■ How to complete this task
What follows is a set of records. Repeat every one of them exactly.

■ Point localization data
****************
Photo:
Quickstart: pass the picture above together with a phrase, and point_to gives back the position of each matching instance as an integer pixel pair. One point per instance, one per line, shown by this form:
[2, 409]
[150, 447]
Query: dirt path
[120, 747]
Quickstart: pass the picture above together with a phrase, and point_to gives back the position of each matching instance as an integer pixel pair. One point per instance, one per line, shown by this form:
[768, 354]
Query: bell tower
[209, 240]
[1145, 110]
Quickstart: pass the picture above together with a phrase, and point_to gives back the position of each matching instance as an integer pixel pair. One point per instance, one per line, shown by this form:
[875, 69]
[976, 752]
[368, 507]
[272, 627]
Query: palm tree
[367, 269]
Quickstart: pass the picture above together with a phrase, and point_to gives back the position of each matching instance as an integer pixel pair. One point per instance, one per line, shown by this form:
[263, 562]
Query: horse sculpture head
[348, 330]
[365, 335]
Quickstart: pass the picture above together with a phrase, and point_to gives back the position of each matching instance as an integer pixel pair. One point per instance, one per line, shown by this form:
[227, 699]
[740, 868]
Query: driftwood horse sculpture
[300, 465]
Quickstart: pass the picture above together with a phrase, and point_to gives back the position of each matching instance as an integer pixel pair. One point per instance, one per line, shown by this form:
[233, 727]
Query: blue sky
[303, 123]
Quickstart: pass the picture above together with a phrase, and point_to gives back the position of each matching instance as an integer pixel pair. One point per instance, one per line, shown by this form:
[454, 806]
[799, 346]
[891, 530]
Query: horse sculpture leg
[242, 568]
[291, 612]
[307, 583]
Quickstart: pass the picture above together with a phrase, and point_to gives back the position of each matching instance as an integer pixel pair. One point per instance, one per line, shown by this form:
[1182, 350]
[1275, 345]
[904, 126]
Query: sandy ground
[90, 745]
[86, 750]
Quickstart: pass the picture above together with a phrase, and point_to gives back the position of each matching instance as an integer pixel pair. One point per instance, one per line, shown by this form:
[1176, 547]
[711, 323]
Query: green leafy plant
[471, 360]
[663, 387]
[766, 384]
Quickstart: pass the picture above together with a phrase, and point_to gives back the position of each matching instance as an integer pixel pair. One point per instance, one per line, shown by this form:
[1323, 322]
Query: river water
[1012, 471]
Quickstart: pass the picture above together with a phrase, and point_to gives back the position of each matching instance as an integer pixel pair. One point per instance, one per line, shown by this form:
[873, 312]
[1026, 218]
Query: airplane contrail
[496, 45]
****************
■ Written reply
Photo:
Quickstart: pass the picture above together with a phrase, and point_to gives back the position of each matching instance as an integer pixel pair. One point per instance, one per line, shown by this form:
[2, 409]
[150, 447]
Query: dirt path
[120, 747]
Quickstart: pass the picture above together with a phrase, and point_to gives back the position of each matching instance as an integer pixel pair. One point per instance, one per line, shown by this form:
[768, 354]
Query: bell tower
[209, 240]
[1145, 110]
Quickstart: pass the picture above together with a phrase, and point_to gives back the position of each matching instance as an integer pixel pair. One point per instance, one per line, shown by this form:
[875, 69]
[976, 752]
[368, 507]
[272, 627]
Query: palm tree
[367, 269]
Quickstart: pass the picture above together with a phrase, and point_to gives back the position of each matching instance as an integer pixel pair. One point per instance, one per line, shown by this form:
[263, 562]
Query: horse sculpture head
[348, 330]
[365, 335]
Quickstart: pass the picture above together with a phrase, and point_to gives back the position of each matching instance as an integer pixel pair. One point per instance, one per line, shown by this form:
[227, 699]
[740, 868]
Query: driftwood horse sculpture
[300, 465]
Quickstart: pass the picture above together with a phrase, and point_to gives back the position of each matching instance as an integer pixel pair. One point per instance, one per line, shown by this form:
[233, 727]
Query: blue sky
[303, 123]
Quickstart: pass the picture above together with a phrase, and point_to gives back the position of each matching instance as an integer pixel pair. One point per instance, one per line, shown by this form:
[454, 806]
[799, 346]
[891, 530]
Query: horse sculpture leg
[242, 568]
[291, 612]
[307, 583]
Quickstart: pass the picture above together with a phrase, and point_to gives back the position of each matching instance as an integer pixel pair. One point per instance, one per line, shown by this form:
[1182, 350]
[1275, 345]
[904, 126]
Query: sandy ground
[90, 745]
[86, 750]
Quickstart: pass the picture above together with a phrase, and point_to gives back the position of each matching instance as an integer pixel pair. One point per instance, one per line, shown by this form:
[1176, 547]
[711, 323]
Query: green leafy plant
[471, 360]
[663, 387]
[766, 384]
Quickstart: pass the picture above together with a phrase, and point_to gives back the position of each matching instance as an integer pixel pair. One point per instance, one per line, shown by this form:
[1323, 322]
Query: river water
[1012, 471]
Quickstart: pass the picture above together with a phrase, and point_to gives back the position of each matching instance as an integer pixel pair. One point per instance, one per line, shown by this form:
[873, 312]
[1026, 218]
Query: airplane contrail
[496, 45]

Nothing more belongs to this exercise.